文書の抜粋:
= = = = =

下肢静脈の解剖
これは下肢静脈瘤の治療を受ける際に理解しておく必要があります。静脈瘤の原因がどこにあるかということは治療を行ううえで極めて重要だからです。
アルケア 下肢静脈瘤 原因と治療より(平井正文先生のご好意による)
上の図で静脈というのは大きく分けて表在(体表に近い)ものと深部(体の奥深くあるもの)表在と深部をつなげるものの3種類があります。表在静脈には大伏在静脈といって足首から太ももの内側を通って太ももの付け根までつながっているものと、小伏在静脈といってふくらはぎの後ろにある静脈の2種類があります。静脈というのは体の中で老廃物の溜まった血液を足の先から心臓に向かって返す通り道です。血液の流れとして正常の場合足先から頭の方に上向きに流れます。人間は二本足で立つので、立ったときに血液が下に向かって逆流しないように静脈のなかにはたくさんの逆流防止弁があります。この逆流防止弁は表在静脈、深部静脈のどちらにもありますが、このうち静脈瘤になるのは表在静脈の弁が壊れて逆流が生じたものが多いのです。表在静脈(大伏在静脈、小伏在静脈)の逆流が出ると長時間立てることで次第に下肢の静脈の負担が増えて拡張してきて、静脈の弱いところが静脈瘤になっていきます。すなわち表在静脈の逆流が静脈瘤になる原因となっています。交通枝に関しては、不全交通枝(深部から表在に対して静脈血が流れる)となっていて、静脈瘤の原因となっている場合があります。交通枝が大きい場合には直接切離や内視鏡を使って切離する方法(SEPS)といった方法を行うことがあります。

= = = = =

データ資料:
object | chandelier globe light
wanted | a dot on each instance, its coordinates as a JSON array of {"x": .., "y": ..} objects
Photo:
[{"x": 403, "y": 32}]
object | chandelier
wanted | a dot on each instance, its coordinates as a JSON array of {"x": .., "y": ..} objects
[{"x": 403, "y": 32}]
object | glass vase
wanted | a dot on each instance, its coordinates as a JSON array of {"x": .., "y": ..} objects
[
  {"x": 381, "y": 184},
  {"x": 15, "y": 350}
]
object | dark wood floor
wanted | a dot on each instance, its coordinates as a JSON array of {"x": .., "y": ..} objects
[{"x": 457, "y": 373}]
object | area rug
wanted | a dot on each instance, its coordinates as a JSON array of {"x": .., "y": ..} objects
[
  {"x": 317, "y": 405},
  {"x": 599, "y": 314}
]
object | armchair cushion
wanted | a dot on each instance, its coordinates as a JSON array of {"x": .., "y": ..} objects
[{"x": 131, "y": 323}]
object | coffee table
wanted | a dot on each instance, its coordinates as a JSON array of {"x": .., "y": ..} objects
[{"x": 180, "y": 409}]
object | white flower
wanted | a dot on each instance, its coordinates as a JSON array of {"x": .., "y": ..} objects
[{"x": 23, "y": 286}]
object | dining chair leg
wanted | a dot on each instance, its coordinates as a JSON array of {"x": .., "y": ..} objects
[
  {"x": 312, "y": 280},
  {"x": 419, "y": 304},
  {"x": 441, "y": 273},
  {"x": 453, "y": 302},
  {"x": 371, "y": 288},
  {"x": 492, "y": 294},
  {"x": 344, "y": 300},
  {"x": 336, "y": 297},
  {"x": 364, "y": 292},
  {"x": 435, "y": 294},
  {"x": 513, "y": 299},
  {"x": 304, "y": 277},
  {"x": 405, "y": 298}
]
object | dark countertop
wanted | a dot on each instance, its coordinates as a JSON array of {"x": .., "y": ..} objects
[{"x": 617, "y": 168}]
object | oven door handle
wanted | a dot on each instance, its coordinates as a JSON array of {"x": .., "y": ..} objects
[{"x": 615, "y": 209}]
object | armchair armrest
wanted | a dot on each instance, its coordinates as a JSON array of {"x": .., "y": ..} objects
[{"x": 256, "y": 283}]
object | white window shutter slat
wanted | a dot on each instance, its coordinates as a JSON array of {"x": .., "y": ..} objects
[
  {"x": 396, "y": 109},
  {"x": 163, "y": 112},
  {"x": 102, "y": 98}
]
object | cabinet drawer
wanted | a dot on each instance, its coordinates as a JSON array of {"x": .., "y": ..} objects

= = = = =

課題の詳細: 下肢静脈の解剖についての文書から、「アルケア 下肢静脈瘤 原因と治療より(平井正文先生のご好意による)」から「た方法を行うことがあります。」までの部分を一字も変えずに返してください。

期待される出力:
アルケア 下肢静脈瘤 原因と治療より(平井正文先生のご好意による)
上の図で静脈というのは大きく分けて表在(体表に近い)ものと深部(体の奥深くあるもの)表在と深部をつなげるものの3種類があります。表在静脈には大伏在静脈といって足首から太ももの内側を通って太ももの付け根までつながっているものと、小伏在静脈といってふくらはぎの後ろにある静脈の2種類があります。静脈というのは体の中で老廃物の溜まった血液を足の先から心臓に向かって返す通り道です。血液の流れとして正常の場合足先から頭の方に上向きに流れます。人間は二本足で立つので、立ったときに血液が下に向かって逆流しないように静脈のなかにはたくさんの逆流防止弁があります。この逆流防止弁は表在静脈、深部静脈のどちらにもありますが、このうち静脈瘤になるのは表在静脈の弁が壊れて逆流が生じたものが多いのです。表在静脈(大伏在静脈、小伏在静脈)の逆流が出ると長時間立てることで次第に下肢の静脈の負担が増えて拡張してきて、静脈の弱いところが静脈瘤になっていきます。すなわち表在静脈の逆流が静脈瘤になる原因となっています。交通枝に関しては、不全交通枝(深部から表在に対して静脈血が流れる)となっていて、静脈瘤の原因となっている場合があります。交通枝が大きい場合には直接切離や内視鏡を使って切離する方法(SEPS)といった方法を行うことがあります。